▶ SELECTED PASSAGE:
☆ ☆ ☆ ☆

When I rode off the side of the rollers that were on the tile floor of Ansel
John's shop in West Carrollton OH in 1968, it left two (yes, two) black skid
marks on the tile, each two or three inches long. The bike didn't progress
much, if at all.


Al Williams

 

[Ron Ruff]

Al Williams wrote:
> When I rode off the side of the rollers that were on the tile floor of Ansel
> John's shop in West Carrollton OH in 1968, it left two (yes, two) black skid
> marks on the tile, each two or three inches long.

Of course! There would be two; not just the rear... doh!

 

[dvt]

Alfred Ryder wrote:
> "Joe Pro" wrote
>
>>Sure, quite simple. Not a physics major here, althought a few might be
>>lurking. The momentum of the wheels alone spinning at 40 mph is not
>
> nearly
>
>>enough to move a 155 lb rider on a 20lb bike forward.

> Interesting problem. Here is what I came up with:

> 1884g Shimano R500 wheels without cassette or skewer
> 440 two Michelin Pro2 Race tires 23mm
> 200 two Continental tubes
> 50 two Zefal rim tapes
> 2574 TOTAL weight

> 453.6 grams is one pound.

> 5.67 pounds is total weight of wheels.

Kinetic energy for linear motion is (mv^2)/2. For rotational energy, as
in the wheels spinning, the energy is (Iw^2)/2, where I is the
rotational inertia and w is the angular velocity.

First I'll assume that the spokes and hub don't contribute much to the
rotational inertia. Then I'll estimate the distance from axis of
rotation to the center of mass for the rim/tire/tube/tape combination to
be 622 mm. Finally, I'll use 500g as an estimate of the rim mass. Then

I = m r^2
= (500 + 220 + 100 + 25) g * (622 mm)^2
= 0.33 kg m^2

The rotational speed (w) is 2 pi * linear velocity / circumference, or

w = 2 * pi * 40 mph / (2 * pi * (622+46) mm)
= 27 rad/sec

(note the mixed units; conversion factors required!)

So the kinetic energy of one rolling wheel is

KE = (I w^2)/2
= 0.33 kg m^2 * (27 rad/sec)^2 / 2
= 117 J

Now translate that into forward velocity of the rider. Assuming the 175
lb total for bike and rider, and assuming that all of the KE of the
wheels is conserved (none lost to skid marks, brakes, etc)...

KE = (m v^2)/2
v = sqrt(2 * KE / m)
= sqrt(2 * (2*117J) / 175 lb)
= 2.4 m/s (5.4 mph)

(note the extra 2 in the equation for the KE of two wheels, and the
mixed units requiring conversion factors that I have left out)

Summary: I disagree with your physics, but my conclusion is the same.

☆ ☆ ☆ ☆

▶ RAW DATA:
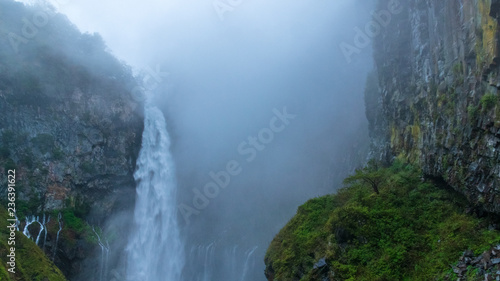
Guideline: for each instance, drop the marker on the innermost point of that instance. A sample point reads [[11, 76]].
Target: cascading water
[[155, 251], [237, 262]]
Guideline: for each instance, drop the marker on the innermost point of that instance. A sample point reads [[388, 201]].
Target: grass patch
[[411, 230], [31, 262], [488, 101]]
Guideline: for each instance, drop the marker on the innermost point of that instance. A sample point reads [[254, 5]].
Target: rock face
[[70, 126], [437, 100]]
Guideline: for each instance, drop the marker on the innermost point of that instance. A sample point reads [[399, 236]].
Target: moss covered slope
[[31, 262], [411, 230]]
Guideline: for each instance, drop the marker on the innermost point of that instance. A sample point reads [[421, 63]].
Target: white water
[[155, 251], [103, 271], [234, 263]]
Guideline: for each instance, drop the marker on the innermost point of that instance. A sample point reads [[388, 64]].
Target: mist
[[220, 77]]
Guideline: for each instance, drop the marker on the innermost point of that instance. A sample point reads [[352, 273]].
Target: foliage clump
[[31, 262], [411, 229]]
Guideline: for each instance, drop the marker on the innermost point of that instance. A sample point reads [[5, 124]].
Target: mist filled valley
[[249, 140]]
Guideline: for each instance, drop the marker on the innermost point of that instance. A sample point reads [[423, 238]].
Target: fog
[[229, 73]]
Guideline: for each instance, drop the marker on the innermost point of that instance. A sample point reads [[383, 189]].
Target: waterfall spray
[[155, 251]]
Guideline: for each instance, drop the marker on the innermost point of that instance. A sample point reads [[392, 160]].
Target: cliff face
[[70, 126], [437, 98]]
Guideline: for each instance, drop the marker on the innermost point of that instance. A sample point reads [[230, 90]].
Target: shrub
[[488, 101]]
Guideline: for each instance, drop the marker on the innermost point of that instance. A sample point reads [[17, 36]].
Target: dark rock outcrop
[[438, 102], [70, 126]]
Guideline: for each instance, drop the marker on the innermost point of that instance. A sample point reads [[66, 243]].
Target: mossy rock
[[411, 230], [31, 263]]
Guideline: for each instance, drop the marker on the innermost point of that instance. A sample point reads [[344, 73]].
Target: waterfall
[[246, 266], [219, 261], [155, 251], [59, 219]]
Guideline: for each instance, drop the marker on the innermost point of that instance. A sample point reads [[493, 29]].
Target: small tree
[[370, 174]]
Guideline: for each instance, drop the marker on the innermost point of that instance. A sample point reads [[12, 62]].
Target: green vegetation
[[31, 262], [488, 101], [44, 142], [411, 230], [473, 112]]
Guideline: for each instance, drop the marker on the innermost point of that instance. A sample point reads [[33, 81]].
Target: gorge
[[232, 120]]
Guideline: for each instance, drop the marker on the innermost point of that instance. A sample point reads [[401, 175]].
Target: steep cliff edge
[[71, 128], [438, 102]]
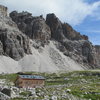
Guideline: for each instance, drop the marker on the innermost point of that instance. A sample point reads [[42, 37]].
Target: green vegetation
[[17, 98], [25, 93], [83, 84]]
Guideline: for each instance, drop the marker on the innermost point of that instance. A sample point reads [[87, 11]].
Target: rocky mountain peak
[[21, 31]]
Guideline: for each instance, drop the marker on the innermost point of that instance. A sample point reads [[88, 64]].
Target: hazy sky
[[83, 15]]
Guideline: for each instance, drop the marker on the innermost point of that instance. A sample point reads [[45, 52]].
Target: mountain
[[29, 43]]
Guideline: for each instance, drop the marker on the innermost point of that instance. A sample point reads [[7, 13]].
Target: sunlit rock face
[[40, 44]]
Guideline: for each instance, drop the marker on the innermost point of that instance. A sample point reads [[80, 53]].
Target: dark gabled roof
[[31, 77]]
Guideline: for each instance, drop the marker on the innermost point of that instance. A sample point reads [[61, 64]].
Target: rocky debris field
[[19, 30], [77, 85]]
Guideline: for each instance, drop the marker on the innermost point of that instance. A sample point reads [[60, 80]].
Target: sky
[[83, 15]]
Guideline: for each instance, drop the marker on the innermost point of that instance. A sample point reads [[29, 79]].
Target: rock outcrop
[[19, 29], [73, 44], [12, 42], [34, 27]]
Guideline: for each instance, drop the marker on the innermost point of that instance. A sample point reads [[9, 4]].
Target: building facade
[[30, 81]]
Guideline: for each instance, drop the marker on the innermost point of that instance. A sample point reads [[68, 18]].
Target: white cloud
[[71, 11]]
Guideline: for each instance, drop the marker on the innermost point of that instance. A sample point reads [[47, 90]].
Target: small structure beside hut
[[30, 81]]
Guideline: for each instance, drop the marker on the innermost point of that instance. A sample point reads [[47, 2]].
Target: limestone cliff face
[[19, 29], [12, 42], [33, 27]]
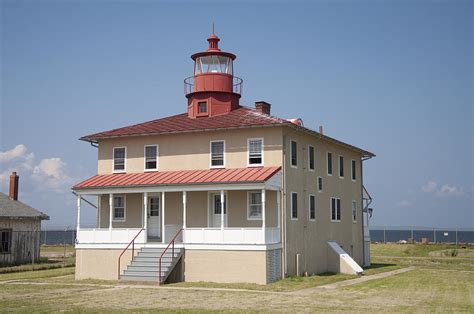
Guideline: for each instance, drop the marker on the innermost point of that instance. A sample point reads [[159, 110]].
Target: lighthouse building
[[222, 192]]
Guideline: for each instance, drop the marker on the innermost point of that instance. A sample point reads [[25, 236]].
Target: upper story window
[[311, 157], [119, 208], [335, 209], [329, 163], [217, 154], [353, 170], [354, 211], [202, 107], [320, 184], [254, 211], [294, 154], [213, 64], [312, 207], [5, 241], [255, 149], [120, 156], [294, 205], [341, 166], [151, 157]]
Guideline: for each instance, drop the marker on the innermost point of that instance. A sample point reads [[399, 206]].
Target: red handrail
[[172, 252], [132, 243]]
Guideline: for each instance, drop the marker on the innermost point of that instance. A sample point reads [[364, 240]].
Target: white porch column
[[163, 231], [222, 211], [184, 214], [145, 210], [111, 210], [278, 208], [263, 212], [78, 213]]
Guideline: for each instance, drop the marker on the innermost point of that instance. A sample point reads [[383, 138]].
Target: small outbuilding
[[20, 228]]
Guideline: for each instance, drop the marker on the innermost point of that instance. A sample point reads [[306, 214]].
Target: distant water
[[442, 236]]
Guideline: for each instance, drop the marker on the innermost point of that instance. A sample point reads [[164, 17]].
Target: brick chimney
[[263, 107], [13, 193]]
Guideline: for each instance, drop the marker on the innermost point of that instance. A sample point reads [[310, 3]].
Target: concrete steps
[[146, 265]]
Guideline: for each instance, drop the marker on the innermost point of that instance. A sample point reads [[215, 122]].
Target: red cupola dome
[[213, 89]]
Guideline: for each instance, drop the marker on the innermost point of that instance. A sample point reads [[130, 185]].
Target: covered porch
[[232, 212]]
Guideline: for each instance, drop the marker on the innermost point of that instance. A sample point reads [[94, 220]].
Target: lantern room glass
[[213, 64]]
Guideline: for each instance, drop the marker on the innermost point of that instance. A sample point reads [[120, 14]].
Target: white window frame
[[309, 207], [124, 162], [248, 205], [327, 164], [339, 166], [354, 211], [291, 151], [124, 208], [309, 158], [291, 207], [248, 152], [353, 170], [330, 209], [144, 157], [210, 154]]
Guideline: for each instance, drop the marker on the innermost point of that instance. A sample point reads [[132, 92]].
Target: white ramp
[[341, 262]]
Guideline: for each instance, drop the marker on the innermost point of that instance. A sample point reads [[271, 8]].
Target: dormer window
[[120, 155]]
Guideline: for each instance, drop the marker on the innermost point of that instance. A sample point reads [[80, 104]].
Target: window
[[120, 155], [329, 160], [353, 170], [217, 154], [294, 154], [311, 157], [294, 205], [320, 184], [255, 148], [217, 204], [335, 209], [5, 241], [151, 157], [154, 206], [312, 207], [341, 166], [202, 107], [354, 211], [254, 211], [119, 208]]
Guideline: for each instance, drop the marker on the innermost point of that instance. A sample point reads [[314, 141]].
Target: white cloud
[[47, 174], [449, 190], [429, 187]]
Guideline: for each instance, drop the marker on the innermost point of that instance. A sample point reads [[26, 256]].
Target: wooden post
[[163, 217], [111, 210]]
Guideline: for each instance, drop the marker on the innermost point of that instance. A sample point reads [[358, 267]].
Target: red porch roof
[[182, 177]]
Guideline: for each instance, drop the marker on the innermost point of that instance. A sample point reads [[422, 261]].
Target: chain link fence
[[384, 234]]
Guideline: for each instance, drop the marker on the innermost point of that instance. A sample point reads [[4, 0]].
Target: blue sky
[[393, 77]]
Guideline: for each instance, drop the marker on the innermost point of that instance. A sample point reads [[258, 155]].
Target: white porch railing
[[231, 236], [114, 236]]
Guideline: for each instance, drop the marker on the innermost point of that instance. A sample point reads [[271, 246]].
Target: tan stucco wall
[[191, 150], [225, 266], [309, 237], [196, 212], [101, 263]]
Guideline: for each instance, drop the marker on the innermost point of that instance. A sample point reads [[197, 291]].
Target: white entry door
[[215, 210], [154, 225]]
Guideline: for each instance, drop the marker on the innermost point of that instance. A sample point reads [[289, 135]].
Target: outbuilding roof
[[242, 117], [181, 177], [16, 209]]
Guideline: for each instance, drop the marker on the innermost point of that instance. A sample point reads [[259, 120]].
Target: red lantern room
[[213, 89]]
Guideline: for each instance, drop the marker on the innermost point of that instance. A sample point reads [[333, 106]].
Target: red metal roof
[[241, 117], [182, 177]]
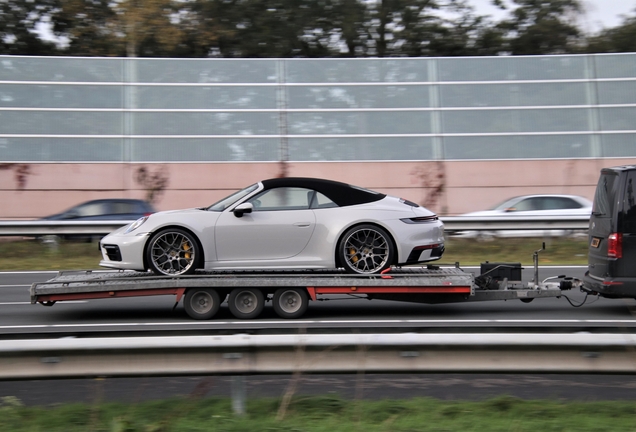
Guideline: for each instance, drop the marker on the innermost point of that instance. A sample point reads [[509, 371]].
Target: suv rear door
[[602, 222], [612, 234]]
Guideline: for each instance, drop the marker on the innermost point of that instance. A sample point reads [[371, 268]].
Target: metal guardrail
[[314, 353], [451, 223]]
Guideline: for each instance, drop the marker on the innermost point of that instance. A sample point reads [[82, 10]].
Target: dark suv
[[612, 235]]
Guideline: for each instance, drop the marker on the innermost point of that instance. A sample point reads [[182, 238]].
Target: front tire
[[172, 252], [201, 303], [246, 303], [366, 249], [290, 303]]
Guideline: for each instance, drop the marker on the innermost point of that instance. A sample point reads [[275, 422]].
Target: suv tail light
[[615, 245]]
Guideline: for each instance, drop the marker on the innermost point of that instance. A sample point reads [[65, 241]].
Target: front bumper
[[130, 250]]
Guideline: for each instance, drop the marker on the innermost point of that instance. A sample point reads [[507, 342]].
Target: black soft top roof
[[340, 193]]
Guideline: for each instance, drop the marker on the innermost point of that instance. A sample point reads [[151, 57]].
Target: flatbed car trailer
[[290, 292]]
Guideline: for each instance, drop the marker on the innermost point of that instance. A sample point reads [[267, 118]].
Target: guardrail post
[[238, 394]]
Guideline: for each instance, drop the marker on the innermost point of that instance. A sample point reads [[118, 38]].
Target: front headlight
[[136, 224]]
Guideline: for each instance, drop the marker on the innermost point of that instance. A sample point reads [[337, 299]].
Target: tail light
[[615, 245]]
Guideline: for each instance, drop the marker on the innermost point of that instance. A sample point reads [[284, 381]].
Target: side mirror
[[71, 215], [243, 208]]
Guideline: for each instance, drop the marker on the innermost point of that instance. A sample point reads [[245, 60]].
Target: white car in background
[[530, 206], [284, 223]]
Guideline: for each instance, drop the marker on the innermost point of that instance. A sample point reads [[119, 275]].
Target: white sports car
[[283, 223]]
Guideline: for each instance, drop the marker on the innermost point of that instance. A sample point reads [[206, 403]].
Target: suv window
[[629, 204], [560, 203]]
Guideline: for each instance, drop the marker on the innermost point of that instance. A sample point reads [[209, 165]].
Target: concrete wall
[[29, 191]]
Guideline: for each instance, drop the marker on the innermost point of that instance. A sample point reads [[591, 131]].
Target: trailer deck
[[291, 291]]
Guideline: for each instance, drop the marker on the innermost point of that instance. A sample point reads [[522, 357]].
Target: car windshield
[[228, 201], [506, 204]]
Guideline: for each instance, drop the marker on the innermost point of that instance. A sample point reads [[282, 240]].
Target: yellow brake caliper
[[354, 257], [186, 247]]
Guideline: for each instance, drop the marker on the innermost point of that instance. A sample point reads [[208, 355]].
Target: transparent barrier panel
[[512, 68], [360, 149], [515, 94], [61, 122], [516, 120], [206, 97], [215, 71], [357, 70], [61, 69], [216, 123], [360, 122], [205, 150], [61, 96], [61, 150], [343, 96]]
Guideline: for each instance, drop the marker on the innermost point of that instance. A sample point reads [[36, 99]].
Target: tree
[[618, 39], [145, 28], [19, 20]]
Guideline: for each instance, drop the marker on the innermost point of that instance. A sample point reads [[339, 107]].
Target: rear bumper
[[610, 287]]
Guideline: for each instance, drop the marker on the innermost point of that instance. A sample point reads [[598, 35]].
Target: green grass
[[324, 414], [34, 255]]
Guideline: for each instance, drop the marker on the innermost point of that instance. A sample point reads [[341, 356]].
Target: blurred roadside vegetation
[[305, 28], [70, 255], [326, 413]]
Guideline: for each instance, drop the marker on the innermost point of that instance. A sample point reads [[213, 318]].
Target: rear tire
[[290, 303], [172, 252], [366, 249], [246, 303], [201, 303]]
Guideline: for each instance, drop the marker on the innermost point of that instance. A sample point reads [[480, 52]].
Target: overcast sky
[[599, 13]]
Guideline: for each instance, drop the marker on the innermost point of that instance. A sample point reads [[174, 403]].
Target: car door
[[279, 226]]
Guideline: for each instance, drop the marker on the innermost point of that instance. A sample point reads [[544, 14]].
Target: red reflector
[[615, 245]]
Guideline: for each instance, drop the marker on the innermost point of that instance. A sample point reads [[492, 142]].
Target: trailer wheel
[[366, 249], [172, 252], [290, 303], [201, 303], [246, 303]]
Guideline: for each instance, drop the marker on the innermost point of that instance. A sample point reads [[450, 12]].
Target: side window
[[528, 204], [560, 203], [94, 209], [284, 198], [321, 201], [123, 208], [629, 204]]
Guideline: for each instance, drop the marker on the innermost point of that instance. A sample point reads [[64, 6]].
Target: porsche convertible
[[277, 224]]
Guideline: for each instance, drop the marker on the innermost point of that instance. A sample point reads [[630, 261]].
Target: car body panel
[[531, 206], [614, 214]]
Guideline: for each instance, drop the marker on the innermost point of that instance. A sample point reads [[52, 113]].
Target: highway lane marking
[[289, 322], [12, 303]]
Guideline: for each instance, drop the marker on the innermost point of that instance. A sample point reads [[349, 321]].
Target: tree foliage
[[300, 28]]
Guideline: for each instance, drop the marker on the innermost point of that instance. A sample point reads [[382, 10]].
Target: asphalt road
[[18, 318]]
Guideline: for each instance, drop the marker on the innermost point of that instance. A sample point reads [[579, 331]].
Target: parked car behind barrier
[[529, 206]]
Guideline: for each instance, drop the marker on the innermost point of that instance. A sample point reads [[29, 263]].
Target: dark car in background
[[612, 235], [106, 209], [123, 209]]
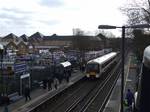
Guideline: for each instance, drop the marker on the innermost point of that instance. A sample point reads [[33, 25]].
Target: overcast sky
[[58, 16]]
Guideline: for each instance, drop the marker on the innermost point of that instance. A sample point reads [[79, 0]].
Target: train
[[142, 96], [95, 67]]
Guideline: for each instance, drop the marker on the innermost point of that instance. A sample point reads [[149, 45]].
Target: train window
[[94, 67], [107, 62]]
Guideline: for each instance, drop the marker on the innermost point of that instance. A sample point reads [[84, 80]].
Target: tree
[[138, 12]]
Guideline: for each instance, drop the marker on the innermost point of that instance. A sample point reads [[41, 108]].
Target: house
[[9, 38]]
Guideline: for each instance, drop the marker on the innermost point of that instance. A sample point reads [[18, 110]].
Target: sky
[[58, 16]]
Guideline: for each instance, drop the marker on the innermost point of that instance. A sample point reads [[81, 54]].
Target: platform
[[114, 103], [38, 94]]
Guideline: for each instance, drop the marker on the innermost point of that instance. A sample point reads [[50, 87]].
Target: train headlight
[[88, 75], [97, 76]]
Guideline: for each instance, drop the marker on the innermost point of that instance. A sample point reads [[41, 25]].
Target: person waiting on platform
[[27, 93], [50, 81]]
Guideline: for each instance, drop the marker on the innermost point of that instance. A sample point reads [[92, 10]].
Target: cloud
[[52, 3]]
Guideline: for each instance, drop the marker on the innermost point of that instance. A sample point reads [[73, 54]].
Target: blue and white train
[[96, 67]]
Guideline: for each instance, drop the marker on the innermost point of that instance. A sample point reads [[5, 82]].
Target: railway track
[[78, 100], [79, 97]]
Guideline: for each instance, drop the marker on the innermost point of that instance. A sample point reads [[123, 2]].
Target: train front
[[92, 70]]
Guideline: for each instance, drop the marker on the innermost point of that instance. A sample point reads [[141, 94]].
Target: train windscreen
[[92, 67]]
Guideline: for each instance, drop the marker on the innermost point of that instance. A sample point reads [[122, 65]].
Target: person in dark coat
[[50, 81], [44, 84], [129, 98], [27, 93]]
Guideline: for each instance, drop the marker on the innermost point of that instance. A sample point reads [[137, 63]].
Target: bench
[[14, 97]]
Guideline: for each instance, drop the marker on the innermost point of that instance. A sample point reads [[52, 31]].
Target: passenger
[[66, 76], [44, 84], [27, 93], [1, 99], [55, 83], [50, 81], [130, 99], [6, 100]]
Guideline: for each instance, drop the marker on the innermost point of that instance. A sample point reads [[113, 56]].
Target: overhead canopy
[[66, 64]]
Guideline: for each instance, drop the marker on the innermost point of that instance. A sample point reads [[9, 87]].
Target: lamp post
[[122, 50]]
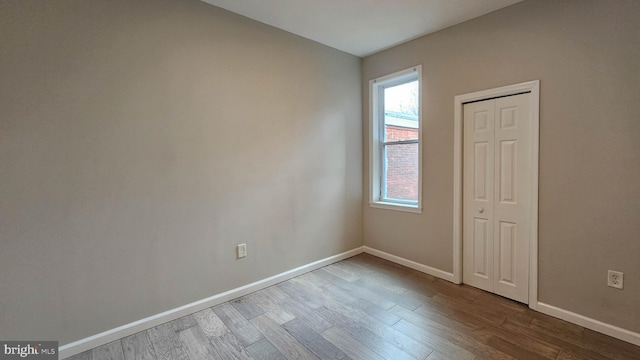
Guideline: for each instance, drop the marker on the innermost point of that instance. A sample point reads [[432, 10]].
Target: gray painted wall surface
[[587, 56], [141, 140]]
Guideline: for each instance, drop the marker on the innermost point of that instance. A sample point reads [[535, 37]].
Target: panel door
[[496, 200]]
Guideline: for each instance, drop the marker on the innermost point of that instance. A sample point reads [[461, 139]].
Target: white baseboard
[[108, 336], [589, 323], [410, 264]]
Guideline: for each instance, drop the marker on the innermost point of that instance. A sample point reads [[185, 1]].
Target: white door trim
[[532, 87]]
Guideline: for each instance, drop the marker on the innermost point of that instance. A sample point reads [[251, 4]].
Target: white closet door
[[496, 201]]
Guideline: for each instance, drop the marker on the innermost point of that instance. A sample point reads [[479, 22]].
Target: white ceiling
[[361, 27]]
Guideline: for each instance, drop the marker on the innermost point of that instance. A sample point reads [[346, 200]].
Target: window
[[395, 141]]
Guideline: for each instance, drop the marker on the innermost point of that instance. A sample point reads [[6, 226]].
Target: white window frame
[[376, 138]]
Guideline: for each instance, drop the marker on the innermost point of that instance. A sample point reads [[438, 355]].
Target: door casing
[[532, 87]]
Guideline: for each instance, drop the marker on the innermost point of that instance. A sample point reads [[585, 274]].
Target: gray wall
[[587, 56], [141, 140]]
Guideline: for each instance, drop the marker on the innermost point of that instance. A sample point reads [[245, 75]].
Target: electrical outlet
[[241, 250], [615, 279]]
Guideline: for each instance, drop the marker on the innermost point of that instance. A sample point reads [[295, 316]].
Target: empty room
[[299, 179]]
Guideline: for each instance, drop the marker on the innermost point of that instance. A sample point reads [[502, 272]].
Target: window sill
[[416, 209]]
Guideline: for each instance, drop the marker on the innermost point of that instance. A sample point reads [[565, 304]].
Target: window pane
[[401, 112], [401, 171]]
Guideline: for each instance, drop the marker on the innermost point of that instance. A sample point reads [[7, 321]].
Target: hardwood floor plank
[[574, 345], [376, 311], [355, 291], [406, 301], [210, 323], [368, 335], [264, 350], [110, 351], [138, 347], [196, 344], [351, 347], [603, 344], [281, 339], [299, 293], [166, 344], [514, 350], [367, 308], [313, 341], [228, 347], [183, 323], [434, 341], [270, 307], [224, 342], [82, 356], [309, 318], [246, 307], [342, 274], [239, 326]]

☆ ☆ ☆ ☆

▶ WHAT NEEDS TO BE DONE:
Return the forum thread about wheel energy on rollers word for word, from "KE = (I w^2)/2" up to and including "sqrt(2 * KE / m)". The records were taken from a separate source.

▶ REPLY:
KE = (I w^2)/2
= 0.33 kg m^2 * (27 rad/sec)^2 / 2
= 117 J

Now translate that into forward velocity of the rider. Assuming the 175
lb total for bike and rider, and assuming that all of the KE of the
wheels is conserved (none lost to skid marks, brakes, etc)...

KE = (m v^2)/2
v = sqrt(2 * KE / m)